Financial Secretary John Tsang Chun-wah said the government would "inevitably" foot a bigger bill for welfare payments after the top court last week dismissed a seven-year residency requirement that had excluded new immigrants from social welfare benefits.
"After the verdict was handed down … I immediately asked my colleagues to do assessments, especially [on] the possible impact in the long run," Tsang wrote on his official blog yesterday.
The Court of Final Appeal ruled that the requirement for Comprehensive Social Security Assistance applicants to have lived in Hong Kong for seven years was unconstitutional.
"Unlike other items of public expenditure … say, funding to [the] Hospital Authority or schools, which would have an upper cap or need to be prioritised given the limited resources, CSSA is a basic welfare," he wrote.
"Therefore, after the ruling … our spending on social welfare will inevitably see an increase.
"When I work out the budget for next fiscal year, there will also be a need to make adjustments."
Welfare has always been among the major outlays of public resources. In the 2013-14 budget, spending on social welfare was set at HK$61.2 billion, more than one-fifth of recurrent government expenditure.
Meanwhile, Liberal Party youth committee chairman Lee Tsz-king yesterday came under fire from fellow panellists on an RTHK public affairs programme.
"It is legal, but it is not reasonable," Lee said of the court's ruling on the seven-year requirement. "The Liberal Party, as a right-wing party, opposes new arrivals enjoying any social welfare such as the CSSA. Why should we give the new arrivals money when they have not contributed to Hong Kong?"
Panellist Eric Cheung Tat-ming, senior lecturer in law at the University of Hong Kong, said many Hongkongers had not worked before receiving CSSA. HKU associate professor of social work Law Chi-kwong said the remarks showed the Liberals were an "extreme right-wing" party.

◆ PROMPT A
From the welfare ruling article, copy the passage starting with "Financial Secretary John" and going on through "official blog yesterday.".
◆ PROMPT B
According to the welfare ruling article, why did Tsang say social welfare spending would inevitably increase after the ruling?

◆ SUPPLIED MATERIAL
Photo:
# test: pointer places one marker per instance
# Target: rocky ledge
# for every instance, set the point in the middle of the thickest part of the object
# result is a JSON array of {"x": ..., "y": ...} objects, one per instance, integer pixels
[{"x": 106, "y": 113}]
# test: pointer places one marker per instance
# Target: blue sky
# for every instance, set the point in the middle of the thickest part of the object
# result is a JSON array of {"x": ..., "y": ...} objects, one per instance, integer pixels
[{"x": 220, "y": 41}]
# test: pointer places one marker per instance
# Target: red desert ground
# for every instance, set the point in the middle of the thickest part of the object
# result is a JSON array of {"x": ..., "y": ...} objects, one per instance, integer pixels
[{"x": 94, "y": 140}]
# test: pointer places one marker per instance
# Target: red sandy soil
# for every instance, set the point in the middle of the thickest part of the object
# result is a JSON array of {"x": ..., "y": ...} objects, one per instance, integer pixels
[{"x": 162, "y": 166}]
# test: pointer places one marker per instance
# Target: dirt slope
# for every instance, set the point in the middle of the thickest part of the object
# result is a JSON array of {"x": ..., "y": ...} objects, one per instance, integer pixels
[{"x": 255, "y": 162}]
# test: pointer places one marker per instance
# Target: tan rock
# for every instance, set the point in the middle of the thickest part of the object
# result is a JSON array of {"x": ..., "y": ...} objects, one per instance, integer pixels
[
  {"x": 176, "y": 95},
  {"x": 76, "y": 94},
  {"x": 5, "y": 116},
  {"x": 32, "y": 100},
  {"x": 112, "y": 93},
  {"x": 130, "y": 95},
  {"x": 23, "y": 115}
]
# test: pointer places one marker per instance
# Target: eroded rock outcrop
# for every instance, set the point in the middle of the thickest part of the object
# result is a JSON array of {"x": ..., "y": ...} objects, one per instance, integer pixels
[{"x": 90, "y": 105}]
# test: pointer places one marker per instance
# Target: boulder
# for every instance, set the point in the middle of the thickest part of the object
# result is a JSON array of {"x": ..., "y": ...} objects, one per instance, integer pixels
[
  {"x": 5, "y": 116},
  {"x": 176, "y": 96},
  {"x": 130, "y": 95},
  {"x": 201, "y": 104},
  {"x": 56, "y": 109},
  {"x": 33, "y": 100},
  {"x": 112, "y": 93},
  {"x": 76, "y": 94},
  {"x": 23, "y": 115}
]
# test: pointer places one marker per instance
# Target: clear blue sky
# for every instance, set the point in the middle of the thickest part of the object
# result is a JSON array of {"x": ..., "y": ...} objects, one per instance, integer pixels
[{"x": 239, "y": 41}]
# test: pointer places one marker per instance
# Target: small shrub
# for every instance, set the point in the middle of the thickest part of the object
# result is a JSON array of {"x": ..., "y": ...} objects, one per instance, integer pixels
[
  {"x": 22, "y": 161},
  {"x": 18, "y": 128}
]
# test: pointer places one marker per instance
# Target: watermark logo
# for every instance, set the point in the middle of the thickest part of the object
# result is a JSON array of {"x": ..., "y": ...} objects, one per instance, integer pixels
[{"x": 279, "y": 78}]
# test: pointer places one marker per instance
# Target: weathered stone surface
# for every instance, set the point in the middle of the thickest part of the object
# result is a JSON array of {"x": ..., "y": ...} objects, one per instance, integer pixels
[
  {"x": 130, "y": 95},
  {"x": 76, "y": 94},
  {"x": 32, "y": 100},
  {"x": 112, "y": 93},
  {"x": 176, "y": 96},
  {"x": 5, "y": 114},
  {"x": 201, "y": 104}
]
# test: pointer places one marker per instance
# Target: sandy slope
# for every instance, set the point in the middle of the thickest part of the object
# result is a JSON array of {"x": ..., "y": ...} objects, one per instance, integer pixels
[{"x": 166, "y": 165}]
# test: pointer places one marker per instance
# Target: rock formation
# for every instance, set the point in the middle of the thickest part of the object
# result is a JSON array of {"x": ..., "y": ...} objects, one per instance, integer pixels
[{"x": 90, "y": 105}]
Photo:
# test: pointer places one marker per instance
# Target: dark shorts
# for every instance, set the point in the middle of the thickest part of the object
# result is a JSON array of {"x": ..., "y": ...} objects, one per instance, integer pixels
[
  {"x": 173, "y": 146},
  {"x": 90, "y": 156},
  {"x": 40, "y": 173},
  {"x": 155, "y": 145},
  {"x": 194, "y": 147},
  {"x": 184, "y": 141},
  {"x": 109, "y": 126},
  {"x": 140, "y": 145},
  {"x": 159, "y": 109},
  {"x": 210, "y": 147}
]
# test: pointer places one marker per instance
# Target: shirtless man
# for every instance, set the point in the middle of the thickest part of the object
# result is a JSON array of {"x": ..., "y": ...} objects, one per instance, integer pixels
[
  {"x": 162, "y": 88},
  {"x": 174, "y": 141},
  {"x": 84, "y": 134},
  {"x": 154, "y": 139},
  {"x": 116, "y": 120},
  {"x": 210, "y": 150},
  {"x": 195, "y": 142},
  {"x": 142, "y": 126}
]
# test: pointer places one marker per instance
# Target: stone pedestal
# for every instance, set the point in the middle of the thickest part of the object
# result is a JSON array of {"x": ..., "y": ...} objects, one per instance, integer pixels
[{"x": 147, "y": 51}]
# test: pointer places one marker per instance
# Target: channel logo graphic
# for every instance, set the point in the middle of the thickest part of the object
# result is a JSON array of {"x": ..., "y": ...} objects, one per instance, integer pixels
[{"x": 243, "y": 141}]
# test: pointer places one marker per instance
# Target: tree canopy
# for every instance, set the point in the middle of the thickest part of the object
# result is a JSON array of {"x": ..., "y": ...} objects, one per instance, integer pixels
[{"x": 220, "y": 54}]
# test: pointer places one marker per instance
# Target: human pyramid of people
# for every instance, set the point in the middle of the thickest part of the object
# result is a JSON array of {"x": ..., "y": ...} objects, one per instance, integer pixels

◆ WRITTEN RESPONSE A
Financial Secretary John Tsang Chun-wah said the government would "inevitably" foot a bigger bill for welfare payments after the top court last week dismissed a seven-year residency requirement that had excluded new immigrants from social welfare benefits.
"After the verdict was handed down … I immediately asked my colleagues to do assessments, especially [on] the possible impact in the long run," Tsang wrote on his official blog yesterday.

◆ WRITTEN RESPONSE B
The court struck down the seven-year residency requirement that had kept new immigrants from receiving CSSA. Tsang said that, unlike spending on the Hospital Authority or schools, which can be capped or prioritized, CSSA is a basic welfare payment. He concluded that welfare spending would therefore inevitably rise.